Referring expression data
---
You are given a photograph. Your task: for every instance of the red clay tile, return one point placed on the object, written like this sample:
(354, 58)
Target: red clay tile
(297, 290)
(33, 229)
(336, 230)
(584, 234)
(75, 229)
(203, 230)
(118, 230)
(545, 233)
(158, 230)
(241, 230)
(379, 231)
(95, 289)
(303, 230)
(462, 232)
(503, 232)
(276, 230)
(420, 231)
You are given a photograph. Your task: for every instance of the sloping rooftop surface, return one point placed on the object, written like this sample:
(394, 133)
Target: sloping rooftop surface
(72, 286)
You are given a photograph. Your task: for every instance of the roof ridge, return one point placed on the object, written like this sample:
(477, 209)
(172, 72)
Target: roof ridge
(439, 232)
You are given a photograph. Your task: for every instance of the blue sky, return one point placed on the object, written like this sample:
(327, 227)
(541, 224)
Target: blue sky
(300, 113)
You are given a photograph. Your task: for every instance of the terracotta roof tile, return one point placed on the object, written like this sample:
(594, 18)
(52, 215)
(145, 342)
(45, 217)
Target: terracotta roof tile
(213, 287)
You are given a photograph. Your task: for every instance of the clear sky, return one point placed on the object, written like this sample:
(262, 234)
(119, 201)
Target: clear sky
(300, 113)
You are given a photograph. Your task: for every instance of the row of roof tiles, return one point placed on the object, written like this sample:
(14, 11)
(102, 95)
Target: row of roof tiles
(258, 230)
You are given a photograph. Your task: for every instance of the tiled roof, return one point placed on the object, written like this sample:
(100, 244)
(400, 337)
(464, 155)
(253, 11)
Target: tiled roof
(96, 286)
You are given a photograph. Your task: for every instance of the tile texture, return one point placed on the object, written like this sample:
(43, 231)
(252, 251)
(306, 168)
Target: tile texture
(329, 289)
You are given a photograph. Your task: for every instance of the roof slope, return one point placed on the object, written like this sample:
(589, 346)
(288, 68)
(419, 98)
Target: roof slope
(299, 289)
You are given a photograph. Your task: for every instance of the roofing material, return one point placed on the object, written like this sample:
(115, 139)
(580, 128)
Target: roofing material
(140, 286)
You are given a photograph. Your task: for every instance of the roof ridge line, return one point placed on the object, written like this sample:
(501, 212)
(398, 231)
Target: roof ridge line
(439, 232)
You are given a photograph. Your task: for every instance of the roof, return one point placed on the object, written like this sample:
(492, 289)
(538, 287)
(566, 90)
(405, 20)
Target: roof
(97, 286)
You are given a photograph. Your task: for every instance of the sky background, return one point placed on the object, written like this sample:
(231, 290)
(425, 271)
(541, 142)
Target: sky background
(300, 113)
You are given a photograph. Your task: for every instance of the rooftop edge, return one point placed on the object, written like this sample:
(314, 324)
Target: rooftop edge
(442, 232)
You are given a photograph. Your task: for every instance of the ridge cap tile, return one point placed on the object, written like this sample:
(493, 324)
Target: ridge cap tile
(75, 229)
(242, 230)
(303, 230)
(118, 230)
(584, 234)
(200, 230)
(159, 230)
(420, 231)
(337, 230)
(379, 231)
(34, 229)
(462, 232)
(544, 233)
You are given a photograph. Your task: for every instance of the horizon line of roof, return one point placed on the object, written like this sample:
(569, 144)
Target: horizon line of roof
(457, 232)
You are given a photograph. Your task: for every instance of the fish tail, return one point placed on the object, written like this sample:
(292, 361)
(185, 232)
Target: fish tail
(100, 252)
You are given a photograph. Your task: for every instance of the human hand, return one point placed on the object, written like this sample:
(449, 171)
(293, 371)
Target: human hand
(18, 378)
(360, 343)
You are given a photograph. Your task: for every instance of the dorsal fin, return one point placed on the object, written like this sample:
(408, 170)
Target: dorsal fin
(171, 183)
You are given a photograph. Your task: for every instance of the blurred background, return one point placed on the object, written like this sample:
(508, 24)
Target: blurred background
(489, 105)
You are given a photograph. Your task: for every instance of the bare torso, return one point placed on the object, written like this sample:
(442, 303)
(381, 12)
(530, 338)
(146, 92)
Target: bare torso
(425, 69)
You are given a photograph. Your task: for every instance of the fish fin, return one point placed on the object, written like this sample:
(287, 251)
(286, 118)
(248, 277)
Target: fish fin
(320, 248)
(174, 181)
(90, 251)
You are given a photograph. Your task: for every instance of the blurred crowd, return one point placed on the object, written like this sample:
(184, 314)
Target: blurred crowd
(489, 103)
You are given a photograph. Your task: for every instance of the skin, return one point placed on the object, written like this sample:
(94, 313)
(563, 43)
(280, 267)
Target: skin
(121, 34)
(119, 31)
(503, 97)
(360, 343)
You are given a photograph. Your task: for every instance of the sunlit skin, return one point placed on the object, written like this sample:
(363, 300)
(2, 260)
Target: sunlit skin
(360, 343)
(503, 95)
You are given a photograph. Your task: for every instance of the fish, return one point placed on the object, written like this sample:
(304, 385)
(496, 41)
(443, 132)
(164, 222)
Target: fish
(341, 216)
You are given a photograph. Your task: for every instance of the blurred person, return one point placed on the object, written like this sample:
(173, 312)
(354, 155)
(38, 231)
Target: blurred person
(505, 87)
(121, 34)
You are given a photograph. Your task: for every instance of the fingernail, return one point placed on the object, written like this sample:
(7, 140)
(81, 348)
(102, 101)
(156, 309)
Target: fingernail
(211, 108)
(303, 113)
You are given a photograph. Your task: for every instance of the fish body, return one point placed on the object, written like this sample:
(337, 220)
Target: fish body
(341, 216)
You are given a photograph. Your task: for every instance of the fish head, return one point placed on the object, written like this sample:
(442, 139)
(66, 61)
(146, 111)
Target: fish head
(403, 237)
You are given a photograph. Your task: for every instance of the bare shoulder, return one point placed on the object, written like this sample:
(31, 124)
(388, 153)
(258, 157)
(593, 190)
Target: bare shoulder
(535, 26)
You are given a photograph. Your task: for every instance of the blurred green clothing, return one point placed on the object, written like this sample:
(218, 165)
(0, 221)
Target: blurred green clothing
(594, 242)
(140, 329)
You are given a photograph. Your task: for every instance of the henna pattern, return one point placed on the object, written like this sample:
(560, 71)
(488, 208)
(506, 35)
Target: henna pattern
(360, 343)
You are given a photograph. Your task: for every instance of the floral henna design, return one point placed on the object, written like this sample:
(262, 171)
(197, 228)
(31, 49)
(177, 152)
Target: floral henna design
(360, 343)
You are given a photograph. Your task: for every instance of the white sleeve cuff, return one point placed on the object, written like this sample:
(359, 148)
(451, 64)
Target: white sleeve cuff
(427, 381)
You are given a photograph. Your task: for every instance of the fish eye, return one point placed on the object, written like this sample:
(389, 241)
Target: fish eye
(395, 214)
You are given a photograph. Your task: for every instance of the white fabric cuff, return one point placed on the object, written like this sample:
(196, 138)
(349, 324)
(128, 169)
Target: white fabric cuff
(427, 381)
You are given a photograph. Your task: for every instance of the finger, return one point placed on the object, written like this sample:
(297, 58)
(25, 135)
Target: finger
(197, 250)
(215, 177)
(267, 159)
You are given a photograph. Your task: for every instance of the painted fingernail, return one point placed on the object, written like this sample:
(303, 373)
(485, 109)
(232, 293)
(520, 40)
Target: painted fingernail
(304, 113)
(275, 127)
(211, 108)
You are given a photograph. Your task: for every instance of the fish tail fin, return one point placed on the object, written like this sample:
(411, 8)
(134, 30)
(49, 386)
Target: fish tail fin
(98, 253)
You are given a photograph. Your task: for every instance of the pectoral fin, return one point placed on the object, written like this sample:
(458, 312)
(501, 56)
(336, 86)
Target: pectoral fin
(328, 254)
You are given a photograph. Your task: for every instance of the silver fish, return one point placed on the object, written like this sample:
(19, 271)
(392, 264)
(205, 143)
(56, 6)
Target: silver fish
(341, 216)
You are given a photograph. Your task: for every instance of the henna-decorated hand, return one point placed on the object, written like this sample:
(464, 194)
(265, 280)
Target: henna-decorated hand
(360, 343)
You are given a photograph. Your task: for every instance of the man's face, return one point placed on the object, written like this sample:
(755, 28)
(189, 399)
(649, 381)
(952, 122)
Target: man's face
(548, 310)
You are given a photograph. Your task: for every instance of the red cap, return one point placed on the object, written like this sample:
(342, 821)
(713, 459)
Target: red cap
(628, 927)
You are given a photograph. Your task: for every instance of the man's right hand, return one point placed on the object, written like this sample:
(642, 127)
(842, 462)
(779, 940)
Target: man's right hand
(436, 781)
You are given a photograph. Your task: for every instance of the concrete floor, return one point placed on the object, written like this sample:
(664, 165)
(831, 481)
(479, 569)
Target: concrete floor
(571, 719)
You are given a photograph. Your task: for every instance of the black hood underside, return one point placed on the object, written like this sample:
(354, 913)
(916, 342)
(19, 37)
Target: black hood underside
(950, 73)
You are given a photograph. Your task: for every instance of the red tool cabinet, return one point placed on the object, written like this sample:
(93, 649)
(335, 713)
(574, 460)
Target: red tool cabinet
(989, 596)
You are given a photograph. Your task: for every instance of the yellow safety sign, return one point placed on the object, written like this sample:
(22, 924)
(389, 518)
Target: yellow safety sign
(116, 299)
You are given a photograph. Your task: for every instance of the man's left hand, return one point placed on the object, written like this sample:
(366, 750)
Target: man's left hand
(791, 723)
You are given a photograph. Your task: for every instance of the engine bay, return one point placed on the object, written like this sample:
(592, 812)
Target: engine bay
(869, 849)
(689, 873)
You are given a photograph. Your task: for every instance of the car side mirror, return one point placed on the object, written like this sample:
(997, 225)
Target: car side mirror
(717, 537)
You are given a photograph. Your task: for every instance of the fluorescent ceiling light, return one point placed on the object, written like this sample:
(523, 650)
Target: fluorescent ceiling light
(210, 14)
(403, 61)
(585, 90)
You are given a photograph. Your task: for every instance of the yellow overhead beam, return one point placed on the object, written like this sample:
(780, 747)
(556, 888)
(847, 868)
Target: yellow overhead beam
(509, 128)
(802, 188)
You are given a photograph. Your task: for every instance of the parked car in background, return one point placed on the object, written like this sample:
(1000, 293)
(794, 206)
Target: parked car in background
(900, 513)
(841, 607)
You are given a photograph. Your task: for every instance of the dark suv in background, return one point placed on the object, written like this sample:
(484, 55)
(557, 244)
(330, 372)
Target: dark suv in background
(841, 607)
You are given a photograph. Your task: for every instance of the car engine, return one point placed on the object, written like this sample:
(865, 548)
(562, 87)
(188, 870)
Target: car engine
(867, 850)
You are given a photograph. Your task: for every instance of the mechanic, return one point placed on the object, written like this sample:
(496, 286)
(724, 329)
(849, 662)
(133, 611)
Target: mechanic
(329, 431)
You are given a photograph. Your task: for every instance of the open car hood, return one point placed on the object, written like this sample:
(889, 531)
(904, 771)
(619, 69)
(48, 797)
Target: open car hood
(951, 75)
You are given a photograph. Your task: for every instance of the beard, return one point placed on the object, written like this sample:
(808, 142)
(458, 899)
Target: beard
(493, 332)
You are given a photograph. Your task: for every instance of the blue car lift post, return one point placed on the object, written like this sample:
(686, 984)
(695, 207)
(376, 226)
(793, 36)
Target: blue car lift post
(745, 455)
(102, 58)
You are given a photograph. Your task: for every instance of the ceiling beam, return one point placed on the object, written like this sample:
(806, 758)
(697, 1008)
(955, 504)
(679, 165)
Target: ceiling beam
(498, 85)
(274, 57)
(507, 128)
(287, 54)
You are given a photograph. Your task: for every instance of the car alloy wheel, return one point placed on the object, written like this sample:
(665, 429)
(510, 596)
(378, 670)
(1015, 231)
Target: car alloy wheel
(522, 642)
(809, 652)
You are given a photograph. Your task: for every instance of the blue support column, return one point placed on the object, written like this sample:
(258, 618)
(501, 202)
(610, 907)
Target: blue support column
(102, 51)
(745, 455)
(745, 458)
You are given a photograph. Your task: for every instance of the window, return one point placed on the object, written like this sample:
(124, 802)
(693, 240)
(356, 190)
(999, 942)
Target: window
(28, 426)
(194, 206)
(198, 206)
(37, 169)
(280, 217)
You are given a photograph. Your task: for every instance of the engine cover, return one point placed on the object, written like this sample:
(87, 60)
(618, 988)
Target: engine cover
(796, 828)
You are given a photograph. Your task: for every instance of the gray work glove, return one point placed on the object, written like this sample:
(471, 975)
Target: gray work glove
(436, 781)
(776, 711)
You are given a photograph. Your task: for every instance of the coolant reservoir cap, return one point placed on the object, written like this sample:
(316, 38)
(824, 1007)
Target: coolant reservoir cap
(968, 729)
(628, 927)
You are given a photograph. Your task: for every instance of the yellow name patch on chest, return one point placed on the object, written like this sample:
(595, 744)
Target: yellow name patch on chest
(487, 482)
---
To do
Look above and repeat, character for character, the lines from the first one to the line with "of the sloping", counting both.

Solution
You are given a photograph. Your task: for every instance of the red clay tile, return one point placed on the object, written like this sample:
(354, 58)
Target: red clay tile
(297, 290)
(33, 229)
(336, 230)
(584, 234)
(75, 229)
(203, 230)
(118, 230)
(545, 233)
(158, 230)
(241, 230)
(379, 231)
(95, 289)
(303, 230)
(462, 232)
(503, 232)
(276, 230)
(420, 231)
You are given a photograph. Your task: for every instance of the sloping rooftop surface, return one point placed on the object, written like this sample:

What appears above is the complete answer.